Bild: Die Tanzenden Türme auf der Hamburger Reeperbahn, unter denen zukünftig…
HAMBURG taz | Nein, es riecht nicht nach Farbe, nicht vordergründig, es
riecht nach Geschichte. Handwerker wuseln durch kahle Waschbetonfluchten,
Dekorateure besorgen den vorletzten Schliff, Elektriker haben noch viel
vor, kein Tresen, keine Flasche, nirgends Musik –und doch weht durch den
kühlen Neubau bereits ein Hauch warmer Erinnerung: Der Mojo Club feiert
Wiedergeburt. Fast genau dort, wo er vor fast genau einem Jahrzehnt
letztmals die Pforten schloss: auf der Hamburger Reeperbahn. An seinem
Ursprung also. Ausgerechnet.
Denn direkt darüber steht das widerlichste Sinnbild dessen, was
Institutionen wie dem Mojo Club nach und nach das Genick bricht: die
Tanzenden Türme, zwei 85 und 75 Meter hohe und schräge Gebilde, entwickelt
vom Architekten Hadi Teherani. Doch zum Glück spürt man sie hier unten
nicht. Noch nicht.
Bislang spürt man nur die Betriebsamkeit zweier Entertainer, deren
Entertainment – man will das zumindest glauben – nicht von Profitsucht plus
Profilneurose gespeist wird, sondern von Hingabe und Leidenschaft.
Sie heißen Oliver Korthals und Leif Nüske, haben einst auch das Original
gegründet, als der Kiez noch von Ludenbanden statt Marke Hamburg
terrorisiert wurde. Und sie wollen nach langjährigem Partyexil im
benachbarten Mandarin nun das Gleiche wie, 1989, als alles begann: „Wahren
Underground“, so beschreibt es Nüske, unterm Pflaster der Stadt.
Denn zwei der drei Stockwerke des Mojo Club liegen unter Tage. Und diese
zwei Kellergeschosse wollen künftig Anker der Randkultur im Ozean des
Durchschnitts sein. Die zugehörige Architektur ist bemerkenswert, fast
kühn. Nachdem man die Scheinrealität der Fetenmeile durch eine aufklappbare
Stahlklappe im Reeperbahnboden verlässt, taucht man über eine Showtreppe
ein in etwas, dass Nüske an Opernhäuser erinnert.

_AUFTRAG_
Gib den Textauszug zwischen „Denn direkt darüber“ und „Hingabe und Leidenschaft.“ einschließlich wieder und benenne dabei „Betriebsamkeit“ in „Geschäftigkeit“ um. Die Auflistung wird für die Bearbeitung nicht gebraucht.

_ERFASSTE DATEN_
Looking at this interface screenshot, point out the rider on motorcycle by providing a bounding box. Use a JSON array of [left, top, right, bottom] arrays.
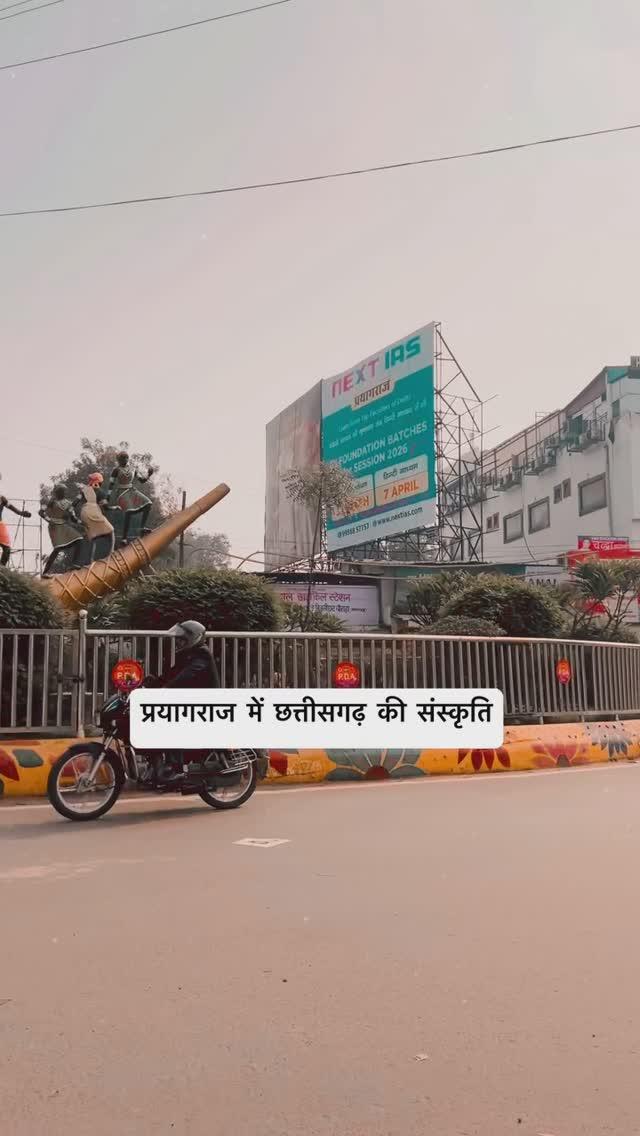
[[153, 619, 221, 783]]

_ERWARTETE ANTWORT_
Denn direkt darüber steht das widerlichste Sinnbild dessen, was
Institutionen wie dem Mojo Club nach und nach das Genick bricht: die
Tanzenden Türme, zwei 85 und 75 Meter hohe und schräge Gebilde, entwickelt
vom Architekten Hadi Teherani. Doch zum Glück spürt man sie hier unten
nicht. Noch nicht.
Bislang spürt man nur die Geschäftigkeit zweier Entertainer, deren
Entertainment – man will das zumindest glauben – nicht von Profitsucht plus
Profilneurose gespeist wird, sondern von Hingabe und Leidenschaft.